Start of Records shown

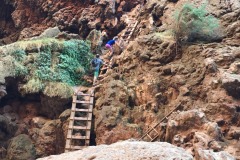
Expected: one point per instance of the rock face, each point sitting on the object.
(148, 79)
(127, 150)
(25, 19)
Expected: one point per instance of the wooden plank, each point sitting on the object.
(89, 118)
(81, 127)
(83, 94)
(149, 136)
(82, 110)
(79, 137)
(82, 102)
(75, 147)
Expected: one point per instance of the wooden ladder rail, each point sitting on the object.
(153, 128)
(88, 119)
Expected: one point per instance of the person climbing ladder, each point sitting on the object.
(109, 46)
(96, 64)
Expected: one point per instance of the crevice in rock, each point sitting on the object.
(6, 9)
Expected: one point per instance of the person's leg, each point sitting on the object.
(95, 76)
(108, 46)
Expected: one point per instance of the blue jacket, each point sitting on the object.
(111, 42)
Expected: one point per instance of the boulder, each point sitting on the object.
(21, 148)
(127, 150)
(231, 83)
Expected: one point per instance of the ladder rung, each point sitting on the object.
(83, 94)
(154, 138)
(82, 118)
(149, 137)
(82, 110)
(77, 137)
(74, 147)
(83, 102)
(81, 127)
(155, 130)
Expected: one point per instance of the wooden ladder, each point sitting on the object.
(152, 133)
(78, 135)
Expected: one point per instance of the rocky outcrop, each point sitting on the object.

End of Records shown

:: Direction ::
Without the pictures, write out all of the material exactly.

:: Answer to this exercise ::
Expected: one point per instance of the rock face, each point sitting on the object.
(148, 79)
(127, 150)
(25, 19)
Expected: one point per instance of the wooden plank, each point sitting on the object.
(89, 118)
(81, 127)
(83, 94)
(149, 136)
(82, 110)
(79, 137)
(82, 102)
(75, 147)
Expected: one point per instance of the wooden ladder rail, each point sitting on the object.
(153, 128)
(88, 119)
Expected: one point per instance of the person climbing ladder, each point sitting on the object.
(109, 46)
(96, 64)
Expected: one point per instance of the crevice in rock, each point sitting on the object.
(6, 9)
Expected: one point per instance of the person's leg, each point sitting on the object.
(95, 76)
(108, 46)
Expected: one point per instance of the blue jacket, each point sitting on the object.
(111, 42)
Expected: one point per instance of the boulder, each point sitting on the object.
(21, 148)
(127, 150)
(231, 83)
Expected: one point per instance of the ladder rung, each point sitting on the object.
(83, 94)
(154, 138)
(82, 118)
(149, 137)
(82, 110)
(77, 137)
(74, 147)
(83, 102)
(81, 127)
(155, 130)
Expected: one point per instance of the wooden ladder, each point sitting on the object.
(152, 133)
(78, 135)
Expected: one point per instance of the rocky outcrop, each point sitting on the object.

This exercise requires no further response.